- **ARTICLE**
━━━━━━━━━━━━━━━━

Predicting what customers want

This article is more than 12 months old

Retailers need to use tech to provide personalised experiences

In our digitally connected world, we have a wealth of choices as consumers.

Whether making a small personal buying decision or researching enterprise software for a business, if my expectations are not met, the next provider is just a click away.

Given this, how can brands differentiate themselves from the competition and capture loyalty?

According to the Walker 2020 Customers report, customer experience will overtake price and product as the key brand differentiator by 2020. In fact, another report by Microsoft confirms that customer service plays a role in the choice of, and loyalty to, a brand for 96 per cent of us around the globe, which makes providing exceptional service experiences a top priority.

A recent paper from thinkJar indicates that organisations can expect to see a 23 per cent premium in key metrics such as revenue, wallet share and profitability from their customers who are highly engaged.

━━━━━━━━━━━━━━━━

- **PROVIDED DATA**
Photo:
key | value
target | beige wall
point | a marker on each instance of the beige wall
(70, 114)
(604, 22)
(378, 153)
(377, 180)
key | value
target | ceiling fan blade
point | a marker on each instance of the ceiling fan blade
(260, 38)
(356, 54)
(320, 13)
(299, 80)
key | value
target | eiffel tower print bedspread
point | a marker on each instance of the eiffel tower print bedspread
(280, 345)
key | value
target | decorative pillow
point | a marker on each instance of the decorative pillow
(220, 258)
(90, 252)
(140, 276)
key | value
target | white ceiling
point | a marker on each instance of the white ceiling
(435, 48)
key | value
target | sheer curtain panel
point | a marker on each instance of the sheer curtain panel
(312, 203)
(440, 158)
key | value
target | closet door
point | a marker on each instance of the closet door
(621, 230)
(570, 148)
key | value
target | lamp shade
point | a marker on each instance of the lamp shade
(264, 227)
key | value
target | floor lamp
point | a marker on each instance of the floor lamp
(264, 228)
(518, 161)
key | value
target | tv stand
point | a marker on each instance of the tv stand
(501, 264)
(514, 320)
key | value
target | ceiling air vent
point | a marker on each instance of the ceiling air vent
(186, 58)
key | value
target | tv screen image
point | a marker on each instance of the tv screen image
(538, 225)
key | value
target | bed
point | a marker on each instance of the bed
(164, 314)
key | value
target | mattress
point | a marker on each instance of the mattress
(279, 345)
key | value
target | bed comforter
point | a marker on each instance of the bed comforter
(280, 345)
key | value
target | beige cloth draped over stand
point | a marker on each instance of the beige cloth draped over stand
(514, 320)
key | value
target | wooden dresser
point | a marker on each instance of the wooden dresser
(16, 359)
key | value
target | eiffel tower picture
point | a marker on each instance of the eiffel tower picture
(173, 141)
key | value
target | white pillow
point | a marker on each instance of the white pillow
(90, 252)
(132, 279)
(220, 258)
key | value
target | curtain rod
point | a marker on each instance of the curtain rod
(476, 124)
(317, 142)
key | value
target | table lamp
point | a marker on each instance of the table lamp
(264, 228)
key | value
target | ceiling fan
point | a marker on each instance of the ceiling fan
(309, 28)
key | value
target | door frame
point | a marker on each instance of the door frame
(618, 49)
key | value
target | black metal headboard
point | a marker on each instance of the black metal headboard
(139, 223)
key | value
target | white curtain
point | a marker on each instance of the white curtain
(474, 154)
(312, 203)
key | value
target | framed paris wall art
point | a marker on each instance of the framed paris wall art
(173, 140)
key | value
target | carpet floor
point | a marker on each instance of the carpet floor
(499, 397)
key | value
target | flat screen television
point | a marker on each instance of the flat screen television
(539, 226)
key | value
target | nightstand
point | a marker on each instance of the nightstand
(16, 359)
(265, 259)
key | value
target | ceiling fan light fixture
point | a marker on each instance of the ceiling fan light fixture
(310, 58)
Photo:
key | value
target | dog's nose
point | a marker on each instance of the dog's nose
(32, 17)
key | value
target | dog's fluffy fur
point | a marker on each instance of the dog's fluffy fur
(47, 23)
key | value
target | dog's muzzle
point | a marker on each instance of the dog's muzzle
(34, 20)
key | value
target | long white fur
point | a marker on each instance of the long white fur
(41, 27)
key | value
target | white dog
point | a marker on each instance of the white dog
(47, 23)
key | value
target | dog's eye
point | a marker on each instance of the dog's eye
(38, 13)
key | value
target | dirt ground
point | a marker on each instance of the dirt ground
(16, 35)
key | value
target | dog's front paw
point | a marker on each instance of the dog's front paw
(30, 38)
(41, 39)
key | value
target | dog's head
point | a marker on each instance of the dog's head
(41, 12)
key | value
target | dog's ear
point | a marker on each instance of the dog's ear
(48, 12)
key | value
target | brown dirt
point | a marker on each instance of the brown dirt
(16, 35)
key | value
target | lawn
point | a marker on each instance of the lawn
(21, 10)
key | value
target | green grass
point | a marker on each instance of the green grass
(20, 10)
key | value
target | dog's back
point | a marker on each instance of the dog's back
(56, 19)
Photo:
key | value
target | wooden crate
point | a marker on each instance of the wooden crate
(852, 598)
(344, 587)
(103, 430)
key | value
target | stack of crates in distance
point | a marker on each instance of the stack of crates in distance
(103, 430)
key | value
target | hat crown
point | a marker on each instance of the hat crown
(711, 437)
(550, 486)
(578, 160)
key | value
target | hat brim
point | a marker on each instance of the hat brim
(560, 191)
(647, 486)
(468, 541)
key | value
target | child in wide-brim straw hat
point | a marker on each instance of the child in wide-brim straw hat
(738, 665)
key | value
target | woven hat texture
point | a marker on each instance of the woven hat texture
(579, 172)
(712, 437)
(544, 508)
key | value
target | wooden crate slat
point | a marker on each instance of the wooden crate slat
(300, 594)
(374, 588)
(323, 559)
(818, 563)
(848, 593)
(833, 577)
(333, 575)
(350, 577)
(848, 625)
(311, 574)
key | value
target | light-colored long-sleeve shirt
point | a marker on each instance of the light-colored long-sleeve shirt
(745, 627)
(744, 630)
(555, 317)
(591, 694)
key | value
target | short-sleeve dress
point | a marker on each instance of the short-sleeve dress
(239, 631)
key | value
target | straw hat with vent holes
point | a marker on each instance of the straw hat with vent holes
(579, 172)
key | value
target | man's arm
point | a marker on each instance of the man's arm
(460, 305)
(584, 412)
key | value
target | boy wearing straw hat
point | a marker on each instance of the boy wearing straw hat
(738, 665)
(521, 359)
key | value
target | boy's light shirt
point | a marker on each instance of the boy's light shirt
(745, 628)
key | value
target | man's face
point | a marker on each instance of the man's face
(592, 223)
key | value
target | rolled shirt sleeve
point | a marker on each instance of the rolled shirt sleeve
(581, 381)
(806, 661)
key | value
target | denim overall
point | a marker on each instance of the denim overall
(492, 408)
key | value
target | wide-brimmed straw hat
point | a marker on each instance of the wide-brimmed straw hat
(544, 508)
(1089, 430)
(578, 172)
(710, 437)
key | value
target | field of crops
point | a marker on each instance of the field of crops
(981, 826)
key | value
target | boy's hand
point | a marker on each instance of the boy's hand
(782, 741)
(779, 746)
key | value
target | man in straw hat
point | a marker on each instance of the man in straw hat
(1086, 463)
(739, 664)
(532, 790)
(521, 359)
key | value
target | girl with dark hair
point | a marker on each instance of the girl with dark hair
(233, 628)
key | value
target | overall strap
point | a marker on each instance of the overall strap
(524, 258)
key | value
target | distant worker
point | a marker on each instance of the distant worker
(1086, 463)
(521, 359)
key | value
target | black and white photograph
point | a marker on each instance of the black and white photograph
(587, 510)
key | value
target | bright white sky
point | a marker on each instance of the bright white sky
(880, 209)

━━━━━━━━━━━━━━━━

Name every report or paper that the article on predicting what customers want cites as a source.

- the Walker 2020 Customers report
- a report by Microsoft
- a recent paper from thinkJar